• **Work task 1**:
Copy everything from "HYPOTHESIS: The null" down to "Controlled laboratory study." in the study abstract, switching "null hypothesis" to "primary hypothesis".
• **Work task 2**:
Decide whether each of these statements agrees with the study abstract, answering yes or no and quoting the abstract's words that settle it. (a) Twelve cadaveric knees were tested. (b) The femur was fixed while the tibia could move freely from 0° to 90° of flexion. (c) The three reconstructions were performed in a fixed order.

• **Text block**:
--------------------

BACKGROUND: There remains a lack of evidence regarding the optimal method when reconstructing the medial patellofemoral ligament (MPFL) and whether some graft constructs can be more forgiving to surgical errors, such as overtensioning or tunnel malpositioning, than others.
HYPOTHESIS: The null hypothesis was that there would not be a significant difference between reconstruction methods (eg, graft type and fixation) in the adverse biomechanical effects (eg, patellar maltracking or elevated articular contact pressure) resulting from surgical errors such as tunnel malpositioning or graft overtensioning.
STUDY DESIGN: Controlled laboratory study.
METHODS: Nine fresh-frozen cadaveric knees were placed on a customized testing rig, where the femur was fixed but the tibia could be moved freely from 0° to 90° of flexion. Individual quadriceps heads and the iliotibial tract were separated and loaded to 205 N of tension using a weighted pulley system. Patellofemoral contact pressures and patellar tracking were measured at 0°, 10°, 20°, 30°, 60°, and 90° of flexion using pressure-sensitive film inserted between the patella and trochlea, in conjunction with an optical tracking system. The MPFL was transected and then reconstructed in a randomized order using a (1) double-strand gracilis tendon, (2) quadriceps tendon, and (3) tensor fasciae latae allograft. Pressure maps and tracking measurements were recorded for each reconstruction method in 2 N and 10 N of tension and with the graft positioned in the anatomic, proximal, and distal femoral tunnel positions. Statistical analysis was undertaken using repeated-measures analyses of variance, Bonferroni post hoc analyses, and paired t tests.

--------------------

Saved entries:
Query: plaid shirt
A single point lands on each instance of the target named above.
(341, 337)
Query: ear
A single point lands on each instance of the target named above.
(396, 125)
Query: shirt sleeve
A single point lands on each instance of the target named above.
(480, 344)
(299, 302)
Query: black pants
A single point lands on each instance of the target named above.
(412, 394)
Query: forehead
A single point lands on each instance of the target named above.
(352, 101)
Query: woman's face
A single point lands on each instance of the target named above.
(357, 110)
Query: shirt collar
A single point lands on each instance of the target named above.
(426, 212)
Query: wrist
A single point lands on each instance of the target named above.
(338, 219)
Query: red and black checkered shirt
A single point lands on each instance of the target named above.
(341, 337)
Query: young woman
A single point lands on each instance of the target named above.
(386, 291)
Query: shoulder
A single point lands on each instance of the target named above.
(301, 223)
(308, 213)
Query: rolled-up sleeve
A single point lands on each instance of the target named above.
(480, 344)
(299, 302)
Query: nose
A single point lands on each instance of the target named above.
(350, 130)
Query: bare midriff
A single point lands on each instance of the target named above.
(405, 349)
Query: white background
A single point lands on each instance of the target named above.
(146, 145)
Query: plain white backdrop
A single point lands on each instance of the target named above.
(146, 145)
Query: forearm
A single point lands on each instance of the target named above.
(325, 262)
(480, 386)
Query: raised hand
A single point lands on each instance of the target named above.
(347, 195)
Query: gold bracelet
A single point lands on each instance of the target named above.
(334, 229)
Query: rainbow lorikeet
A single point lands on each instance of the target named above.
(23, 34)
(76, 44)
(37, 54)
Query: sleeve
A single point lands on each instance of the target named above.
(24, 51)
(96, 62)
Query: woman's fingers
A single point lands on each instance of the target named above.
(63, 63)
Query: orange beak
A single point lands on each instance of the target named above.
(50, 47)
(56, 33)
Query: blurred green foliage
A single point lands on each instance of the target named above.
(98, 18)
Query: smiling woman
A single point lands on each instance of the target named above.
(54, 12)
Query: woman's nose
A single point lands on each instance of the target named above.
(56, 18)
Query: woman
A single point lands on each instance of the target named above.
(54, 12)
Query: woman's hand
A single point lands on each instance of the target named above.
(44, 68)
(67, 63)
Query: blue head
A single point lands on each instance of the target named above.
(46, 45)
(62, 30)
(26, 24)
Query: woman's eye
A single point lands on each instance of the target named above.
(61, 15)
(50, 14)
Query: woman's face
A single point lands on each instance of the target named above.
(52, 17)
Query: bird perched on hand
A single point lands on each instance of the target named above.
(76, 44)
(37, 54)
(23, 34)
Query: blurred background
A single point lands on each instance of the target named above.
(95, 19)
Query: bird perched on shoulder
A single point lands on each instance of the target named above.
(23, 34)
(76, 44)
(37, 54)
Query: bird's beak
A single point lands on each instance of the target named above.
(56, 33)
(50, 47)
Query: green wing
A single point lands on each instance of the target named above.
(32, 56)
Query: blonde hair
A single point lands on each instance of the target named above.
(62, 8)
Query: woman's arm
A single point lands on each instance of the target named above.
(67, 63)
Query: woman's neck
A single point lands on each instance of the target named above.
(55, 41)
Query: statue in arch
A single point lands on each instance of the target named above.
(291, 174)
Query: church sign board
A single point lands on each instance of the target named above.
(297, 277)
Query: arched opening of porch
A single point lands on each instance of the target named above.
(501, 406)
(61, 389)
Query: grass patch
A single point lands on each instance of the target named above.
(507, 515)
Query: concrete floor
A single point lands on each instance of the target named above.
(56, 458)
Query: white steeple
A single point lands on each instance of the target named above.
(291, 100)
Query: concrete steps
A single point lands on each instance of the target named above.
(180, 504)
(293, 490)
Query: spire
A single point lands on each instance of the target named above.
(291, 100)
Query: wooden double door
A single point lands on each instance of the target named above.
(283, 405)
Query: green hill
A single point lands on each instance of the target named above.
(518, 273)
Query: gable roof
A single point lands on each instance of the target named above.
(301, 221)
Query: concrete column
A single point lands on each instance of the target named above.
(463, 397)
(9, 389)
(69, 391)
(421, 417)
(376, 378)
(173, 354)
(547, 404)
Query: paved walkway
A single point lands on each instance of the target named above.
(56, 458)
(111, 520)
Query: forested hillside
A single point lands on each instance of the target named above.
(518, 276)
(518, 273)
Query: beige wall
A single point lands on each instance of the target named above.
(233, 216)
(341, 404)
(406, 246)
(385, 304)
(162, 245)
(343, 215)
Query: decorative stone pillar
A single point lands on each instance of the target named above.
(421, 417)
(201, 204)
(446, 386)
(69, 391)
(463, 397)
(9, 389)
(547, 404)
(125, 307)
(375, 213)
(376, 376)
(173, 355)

--------------------

• **Response box 1**:
HYPOTHESIS: The primary hypothesis was that there would not be a significant difference between reconstruction methods (eg, graft type and fixation) in the adverse biomechanical effects (eg, patellar maltracking or elevated articular contact pressure) resulting from surgical errors such as tunnel malpositioning or graft overtensioning.
STUDY DESIGN: Controlled laboratory study.

• **Response box 2**:
(a) No: "Nine fresh-frozen cadaveric knees"
(b) Yes: "where the femur was fixed but the tibia could be moved freely from 0° to 90° of flexion"
(c) No: "reconstructed in a randomized order"